**Prompt**
In the text on institutional versus commercial laundries, what does PPOH stand for?

Document excerpt below:

Healthcare Laundry: Scott Beaton, Kaiser Permanente Northern California
There are two major differences between institutional and commercial rental laundry plants regarding laundry processing equipment and operational procedures. The overarching difference is that each must serve a different master.
One is customer-based, high-volume, and driven to make a profit, while the other exists to provide a service for a captive audience. Due to these differences, the degree of necessary automation varies substantially.
The other major difference is that commercial/rental plants wash and process linen to meet the needs of both regulatory and customer-based demands. They deliver linen in a manner that guarantees and produces a positive net operating margin. This is driven by the fact that they are in business to make a profit.
Rental laundries typically spend more on their equipment, training and education of their workforce than an institutional facility. Pounds per operator hour, or PPOH, become the mantra. The old adage “time is money and money is time” comes to mind. These large, high-volume shared-service laundries and commercial plants tend to be highly automated, with batch washers, shuttle conveyors and pass-through dryers greatly reducing manual-labor requirements.
Commercial rental operations realize quickly in this competitive, price-point-driven market that financial investment and reinvestment is key in both manpower and equipment. This must take place to be competitive and sustainable in an ever-changing business climate.
A rental plant usually realizes that it takes a financial investment to achieve an efficient operation and, as a result, spends money to make money. Institutional laundries would benefit greatly if they would also utilize this model and invest in their infrastructure to best serve their internal customers.
Chemicals Supply: Marlene Williams, Anderson Chemical Co.
As a chemical formulator, my comments will focus on procedural differences between institutional and industrial laundries. Institutional and industrial facilities both launder linen, but the purpose and focus of each is in response to different expectations.
Institutional laundries provide a service within organizations. Industrial laundries are typically focused as independent businesses. This results in different orientations, chemical programs and procedures.
Major concerns for commercial laundries include optimization of production orientation. This would include labor and labor cost as a percent of revenue, utilities, water and chemical costs, production cost per machine, and overall profitability.
Formula times and rewash numbers can be well balanced to provide optimum profit. Hot water, high alkali, and bleach can provide lower pounds of rewash, but at the expense of linen integrity.

End of Document excerpt.
Data under study below:

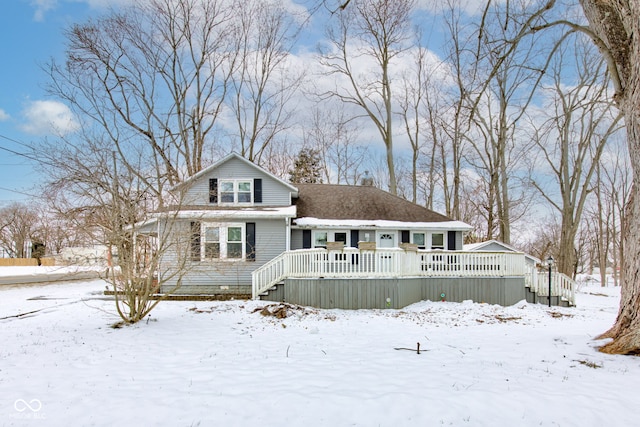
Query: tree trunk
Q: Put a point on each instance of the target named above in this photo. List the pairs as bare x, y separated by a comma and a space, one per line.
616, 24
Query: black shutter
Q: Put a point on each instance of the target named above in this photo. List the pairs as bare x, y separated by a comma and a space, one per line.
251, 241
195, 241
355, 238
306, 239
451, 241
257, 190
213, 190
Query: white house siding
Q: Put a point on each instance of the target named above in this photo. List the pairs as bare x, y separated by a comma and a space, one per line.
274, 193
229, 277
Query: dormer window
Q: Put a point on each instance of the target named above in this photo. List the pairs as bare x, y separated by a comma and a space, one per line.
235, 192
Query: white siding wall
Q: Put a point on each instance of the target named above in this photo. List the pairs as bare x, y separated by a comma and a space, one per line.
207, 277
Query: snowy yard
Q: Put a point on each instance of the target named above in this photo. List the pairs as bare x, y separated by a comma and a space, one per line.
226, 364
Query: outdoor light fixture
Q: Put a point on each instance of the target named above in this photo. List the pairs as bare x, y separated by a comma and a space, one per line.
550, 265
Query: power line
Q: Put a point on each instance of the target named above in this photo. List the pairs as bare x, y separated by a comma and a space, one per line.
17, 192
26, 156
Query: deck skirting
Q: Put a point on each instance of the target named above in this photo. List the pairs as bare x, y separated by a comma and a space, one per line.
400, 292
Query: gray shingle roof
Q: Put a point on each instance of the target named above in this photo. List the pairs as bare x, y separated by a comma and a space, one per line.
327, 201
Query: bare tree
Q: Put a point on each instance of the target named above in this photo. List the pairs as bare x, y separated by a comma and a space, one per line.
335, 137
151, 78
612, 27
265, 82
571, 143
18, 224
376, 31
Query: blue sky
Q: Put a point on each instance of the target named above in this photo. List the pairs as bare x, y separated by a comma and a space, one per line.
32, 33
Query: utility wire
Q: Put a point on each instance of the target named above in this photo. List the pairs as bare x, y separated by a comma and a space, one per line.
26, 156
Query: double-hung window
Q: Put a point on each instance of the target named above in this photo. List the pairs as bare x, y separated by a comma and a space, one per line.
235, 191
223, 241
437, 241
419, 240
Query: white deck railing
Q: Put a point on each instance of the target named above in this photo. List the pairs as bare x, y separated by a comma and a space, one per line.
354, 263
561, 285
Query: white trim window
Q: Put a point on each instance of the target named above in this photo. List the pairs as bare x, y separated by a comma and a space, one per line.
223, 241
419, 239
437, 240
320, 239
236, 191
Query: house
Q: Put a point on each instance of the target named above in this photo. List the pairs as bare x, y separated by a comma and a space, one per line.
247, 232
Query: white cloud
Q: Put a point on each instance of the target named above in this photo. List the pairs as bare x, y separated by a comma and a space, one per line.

End of Data under study.
Data under study below:

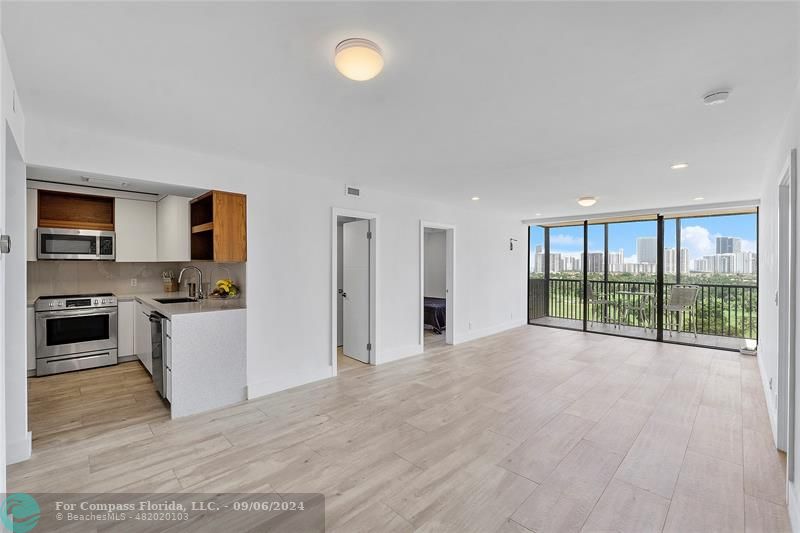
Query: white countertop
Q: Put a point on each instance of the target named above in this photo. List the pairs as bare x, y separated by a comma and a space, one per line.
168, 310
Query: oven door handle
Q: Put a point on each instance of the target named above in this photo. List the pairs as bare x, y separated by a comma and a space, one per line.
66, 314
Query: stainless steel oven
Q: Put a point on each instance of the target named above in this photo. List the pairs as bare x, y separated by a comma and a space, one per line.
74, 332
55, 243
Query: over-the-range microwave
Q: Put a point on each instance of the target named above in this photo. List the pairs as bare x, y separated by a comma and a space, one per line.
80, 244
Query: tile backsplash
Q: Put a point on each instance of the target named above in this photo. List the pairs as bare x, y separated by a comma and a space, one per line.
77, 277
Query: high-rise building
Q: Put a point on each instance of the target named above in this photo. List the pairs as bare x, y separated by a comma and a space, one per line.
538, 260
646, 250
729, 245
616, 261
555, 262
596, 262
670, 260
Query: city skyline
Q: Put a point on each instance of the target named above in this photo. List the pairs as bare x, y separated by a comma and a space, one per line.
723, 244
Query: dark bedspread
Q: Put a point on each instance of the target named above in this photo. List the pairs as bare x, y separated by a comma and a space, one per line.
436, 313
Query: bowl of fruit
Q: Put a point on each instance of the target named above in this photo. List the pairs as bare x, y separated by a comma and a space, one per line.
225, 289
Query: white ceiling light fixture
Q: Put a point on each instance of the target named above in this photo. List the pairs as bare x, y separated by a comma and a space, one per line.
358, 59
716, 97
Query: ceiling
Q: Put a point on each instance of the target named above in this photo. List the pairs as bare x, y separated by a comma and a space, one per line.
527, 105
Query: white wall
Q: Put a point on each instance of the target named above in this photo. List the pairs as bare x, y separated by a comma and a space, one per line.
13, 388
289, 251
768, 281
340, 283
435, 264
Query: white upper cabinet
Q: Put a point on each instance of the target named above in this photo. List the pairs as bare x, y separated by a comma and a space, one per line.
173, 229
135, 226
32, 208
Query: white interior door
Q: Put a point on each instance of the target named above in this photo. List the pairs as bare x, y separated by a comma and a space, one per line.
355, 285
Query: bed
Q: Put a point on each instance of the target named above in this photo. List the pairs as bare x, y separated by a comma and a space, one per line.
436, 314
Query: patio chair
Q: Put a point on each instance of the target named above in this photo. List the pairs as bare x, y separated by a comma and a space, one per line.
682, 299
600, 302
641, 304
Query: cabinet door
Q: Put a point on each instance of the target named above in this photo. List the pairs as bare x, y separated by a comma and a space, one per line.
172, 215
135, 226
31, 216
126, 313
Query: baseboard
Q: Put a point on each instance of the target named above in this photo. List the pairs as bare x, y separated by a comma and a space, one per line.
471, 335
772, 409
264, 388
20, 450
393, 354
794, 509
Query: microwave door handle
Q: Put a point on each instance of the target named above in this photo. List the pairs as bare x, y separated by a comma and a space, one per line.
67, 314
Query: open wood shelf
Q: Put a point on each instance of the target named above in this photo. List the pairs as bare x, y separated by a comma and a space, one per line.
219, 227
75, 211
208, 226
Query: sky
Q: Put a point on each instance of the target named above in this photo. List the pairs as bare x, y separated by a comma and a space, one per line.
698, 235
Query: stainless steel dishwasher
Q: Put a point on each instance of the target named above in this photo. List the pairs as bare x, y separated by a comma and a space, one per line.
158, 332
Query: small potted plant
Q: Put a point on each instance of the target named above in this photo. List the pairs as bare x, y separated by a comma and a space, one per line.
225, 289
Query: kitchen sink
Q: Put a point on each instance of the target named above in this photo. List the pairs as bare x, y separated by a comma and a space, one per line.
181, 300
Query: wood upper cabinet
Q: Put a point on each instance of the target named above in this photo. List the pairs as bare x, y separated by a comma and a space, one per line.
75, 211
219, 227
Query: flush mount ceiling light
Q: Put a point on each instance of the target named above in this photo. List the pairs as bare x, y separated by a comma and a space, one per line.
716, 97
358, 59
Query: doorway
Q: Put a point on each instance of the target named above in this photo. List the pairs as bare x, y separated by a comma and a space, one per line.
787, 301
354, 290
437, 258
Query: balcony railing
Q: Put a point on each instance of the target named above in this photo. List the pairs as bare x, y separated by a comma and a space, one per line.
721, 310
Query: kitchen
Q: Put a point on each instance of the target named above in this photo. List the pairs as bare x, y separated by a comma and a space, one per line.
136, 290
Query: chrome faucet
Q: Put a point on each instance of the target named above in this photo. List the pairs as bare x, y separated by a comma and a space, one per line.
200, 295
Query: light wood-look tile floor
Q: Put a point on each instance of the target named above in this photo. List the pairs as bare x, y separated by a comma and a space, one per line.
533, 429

End of Data under study.

**Response to this exercise**
Pounds per operator hour